GIVEN EXERCISE
Pull out each line in the entries below that contains the word "background", and copy those lines without changes.

DATASET RECORDS
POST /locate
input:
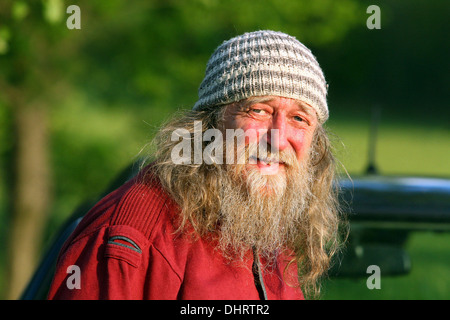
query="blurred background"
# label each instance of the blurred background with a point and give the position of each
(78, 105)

...

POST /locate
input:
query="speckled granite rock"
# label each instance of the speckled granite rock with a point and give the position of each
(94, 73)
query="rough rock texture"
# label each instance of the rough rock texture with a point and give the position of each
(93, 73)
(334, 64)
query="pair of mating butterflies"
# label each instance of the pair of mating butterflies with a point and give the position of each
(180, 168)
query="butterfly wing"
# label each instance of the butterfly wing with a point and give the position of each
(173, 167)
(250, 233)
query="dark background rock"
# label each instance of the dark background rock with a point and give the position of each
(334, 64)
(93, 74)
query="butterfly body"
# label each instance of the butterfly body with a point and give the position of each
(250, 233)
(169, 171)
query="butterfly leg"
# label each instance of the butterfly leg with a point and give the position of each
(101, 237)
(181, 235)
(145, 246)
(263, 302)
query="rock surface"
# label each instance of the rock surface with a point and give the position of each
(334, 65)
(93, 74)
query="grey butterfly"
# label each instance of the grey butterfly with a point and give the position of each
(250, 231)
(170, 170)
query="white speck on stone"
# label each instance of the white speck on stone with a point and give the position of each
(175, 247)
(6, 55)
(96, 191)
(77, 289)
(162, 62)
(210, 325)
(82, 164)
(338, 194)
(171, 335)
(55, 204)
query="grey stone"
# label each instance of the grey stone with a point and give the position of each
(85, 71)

THE SOLUTION
query="blurred background"
# label each instance of the blurred background with a point and give the position of each
query="dark background rock"
# label each instance of the dark background rock with a point and give the position of each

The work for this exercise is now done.